EXCERPT —
START
If she were rewarded for buying from someone who’d get better tomorrow, she will also get punished for buying from someone who’d get worse. In other words, you are asking the buyer to assume some risk associated with the future prospects of the seller. I don’t see why this is a good thing, given that the ability of the buyers to influence these prospects is very limited.
As a buyer I don’t want to have a little bit of risky investment forced into every purchase I make.
Err.. would you mind unrolling this reasoning? This sounds to me like a claim that if the lottery revenues are increasing you stand a better chance of getting a winning ticket.
What’s “non-artificial capital”? Money itself is “artificial” to start with, the current fiat currencies for certain.
“Cash” is, generally speaking, some store-of-value with the following characteristics: constant nominal value, bearer form, fully liquid.
You can think of inflation as “entropy” for cash.
Not in your sense, I don’t. I think a $1 t-shirt from a sweatshop in Vietnam is good value, for example.
Why? In the locally standard expectations a UFAI will have zero interest in human economics and the particulars of their arrangement. All it wants is atoms and energy.
Some risk, yes. But in the models I’ve run, the risk is fairly small and is mitigated by the fact that shitty wine maker spends some of your cash with awesome barrel maker and awesome seed provider. The recursiveness of the system time shifts out some of your risk.
If shitty wine maker goes out of business, because we have a public ledger we can ‘fold the blockchain’ and connect where the money went to where the money came from and fill in a void that, in the current economy, causes all kinds of volatility.
I think you do, you just don’t know it yet :) Your choice would be between more than what you get now or way more than you get now. If I told you that your risk was between getting back 3% or 300% of what you spent over the next 50 years, even in the worst case you’ve gained 3%. You could of course choose to keep using your old money.
END
STATED PROBLEM A —
Answer these questions using the currency discussion above.
(i) What three characteristics of "cash" are listed?
(ii) What can inflation be thought of as for cash?
(iii) Between what two percentages is the risk on spending said to fall over the next 50 years?
STATED PROBLEM B —
Reproduce the part of the currency discussion that opens with the words containing "As a buyer I" and closes with "value, for example.".
STATED PROBLEM C —
Take the currency discussion further, starting after its final sentence.

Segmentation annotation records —
START
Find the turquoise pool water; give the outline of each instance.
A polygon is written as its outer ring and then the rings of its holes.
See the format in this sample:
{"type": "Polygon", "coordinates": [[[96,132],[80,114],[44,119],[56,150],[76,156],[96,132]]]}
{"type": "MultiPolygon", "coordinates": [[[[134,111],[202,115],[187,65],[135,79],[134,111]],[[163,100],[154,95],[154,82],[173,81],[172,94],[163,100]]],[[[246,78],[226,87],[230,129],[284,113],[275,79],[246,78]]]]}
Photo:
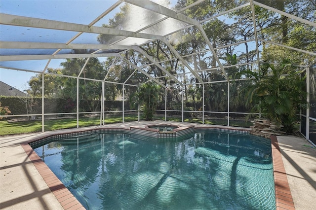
END
REPLY A —
(i) Constant nominal value, bearer form, and full liquidity.
(ii) "Entropy."
(iii) Between getting back 3% and 300% of what was spent.

REPLY B —
As a buyer I don’t want to have a little bit of risky investment forced into every purchase I make.
Err.. would you mind unrolling this reasoning? This sounds to me like a claim that if the lottery revenues are increasing you stand a better chance of getting a winning ticket.
What’s “non-artificial capital”? Money itself is “artificial” to start with, the current fiat currencies for certain.
“Cash” is, generally speaking, some store-of-value with the following characteristics: constant nominal value, bearer form, fully liquid.
You can think of inflation as “entropy” for cash.
Not in your sense, I don’t. I think a $1 t-shirt from a sweatshop in Vietnam is good value, for example.

REPLY C —
If you buy a lottery ticket that is good for all future drawings, and they double the number of drawings, you do have a better chance of winning. Your economic potential isn’t a lottery ticket that expires. If people have more to gain by holding their cash than spending/investing it, the chance that they will invest/spend with you goes down. If they there is a cost for holding cash they will seek ways to at least break even. Maybe you break even today, but with your experience, you turn a profit tomorrow.
A bulldozer is natural capital(non-artificial). A tree is natural. You are natural. A computer is natural. All those things are subject to entropy and have a natural carrying cost. Items whose value derive from law, psychology, math, or ideas are artificial. Money is artificial, but if you don’t make the map the territory something is going to go wonky and you’re going to have a ‘correction’.
And I’d contend that the store of value part is convenient, but ultimately misguided. It was a shortcut we needed to use to get from horse drawn carriages to databases. But we don’t need to completely preserve the ‘store of value’ anymore. We can let it decay just like the world around it.
Yes, but I’ll contend that controlled inflation(demurrage) is better than the random inflation we deal with now.
As good a value as a $1 shirt made by a robot down the block? No fossil fuels burned in shipping, no slave labor. Surely there are better and worse ways of doing things.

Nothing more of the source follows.